Thanks for your input e.Rose.


----------



## bennielou (Mar 23, 2011)

look 2 posts above.


----------



## Robin Usagani (Mar 23, 2011)

that will work.. i thought you wanted to send me raw.


----------



## bennielou (Mar 23, 2011)

Great.   I'd love to see your take on it.  I really want to know more.


----------



## bennielou (Mar 23, 2011)

Raw is 21 metapixals.  You can have it if you want it, but it shouldn't be much different.


----------



## Robin Usagani (Mar 23, 2011)




----------



## bennielou (Mar 24, 2011)

Sorry it took me so long to respond Schwettylens.  (Last night was Survivor night and I'm a freak for that show!)  
You did an AMAZING job!  Could you explain what you did?  I really love it.


----------



## Robin Usagani (Mar 24, 2011)

Portraiture and lots of cloning.


----------



## bennielou (Mar 24, 2011)

I was using Portraiture too. I used it on a selection and "Normal" mode. Which mode did you use? I'm guessing I should have used something lower   Also I was patching and not cloning.  Maybe my selections were too large.  (Patch fatigue:LOL)  Do you prefer the clone over the patch and if so why?  Just curious.

Thanks again for working on it.  It's beautiful.


----------



## AmazingGrace0385 (Mar 24, 2011)

None taken.  I used vintage actions on a couple of those last photos, so the color would look kind of off.  That being said I am still new to a lot of this, but I just checked my monitor colors here: Calibrate Your Monitor, For Free, Via the Web | UNEASYsilence - And they are dead on. My brightness was a tad off though.  I don't have a fancy calibration software, yet. So take this info as you'd like.


----------



## bennielou (Mar 24, 2011)
──────
[Given instruction A] Pull out each line of the entries that contains the string "jacket", treating uppercase and lowercase as different.
The forum thread has nothing to do with the entries that follow it.
──────
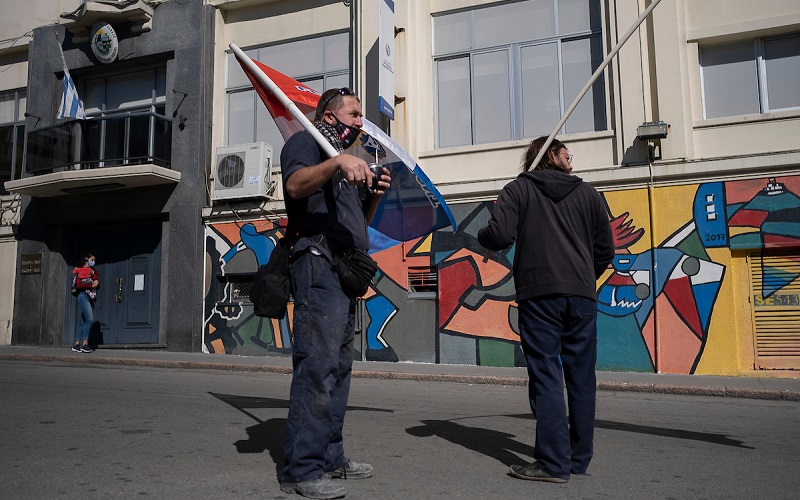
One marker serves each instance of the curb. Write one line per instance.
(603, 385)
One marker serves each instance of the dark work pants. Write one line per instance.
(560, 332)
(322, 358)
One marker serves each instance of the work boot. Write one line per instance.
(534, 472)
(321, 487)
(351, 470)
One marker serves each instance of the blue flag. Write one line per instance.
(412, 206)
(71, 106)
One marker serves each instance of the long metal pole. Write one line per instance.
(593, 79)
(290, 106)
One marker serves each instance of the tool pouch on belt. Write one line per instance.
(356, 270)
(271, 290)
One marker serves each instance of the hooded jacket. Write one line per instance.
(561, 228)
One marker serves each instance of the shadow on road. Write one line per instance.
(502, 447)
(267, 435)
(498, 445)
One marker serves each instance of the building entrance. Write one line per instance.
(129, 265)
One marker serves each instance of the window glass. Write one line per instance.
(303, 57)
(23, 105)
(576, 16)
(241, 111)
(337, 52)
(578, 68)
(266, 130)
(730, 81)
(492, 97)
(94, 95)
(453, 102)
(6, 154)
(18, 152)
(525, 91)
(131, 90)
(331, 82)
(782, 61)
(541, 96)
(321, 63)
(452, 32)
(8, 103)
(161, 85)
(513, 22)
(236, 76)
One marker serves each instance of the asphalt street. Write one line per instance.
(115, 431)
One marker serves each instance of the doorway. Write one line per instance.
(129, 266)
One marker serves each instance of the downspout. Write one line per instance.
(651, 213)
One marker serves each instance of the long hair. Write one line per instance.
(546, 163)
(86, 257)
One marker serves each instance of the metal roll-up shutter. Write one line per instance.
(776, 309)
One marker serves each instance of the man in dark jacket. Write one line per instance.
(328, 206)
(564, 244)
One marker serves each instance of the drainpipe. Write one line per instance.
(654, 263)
──────
[Given instruction B] In the forum thread, what did Robin Usagani say was used to produce the edit that bennielou praised?

[Finished answer A]
One marker serves each instance of the hooded jacket. Write one line per instance.
One marker serves each instance of the man in dark jacket. Write one line per instance.

[Finished answer B] Portraiture and lots of cloning.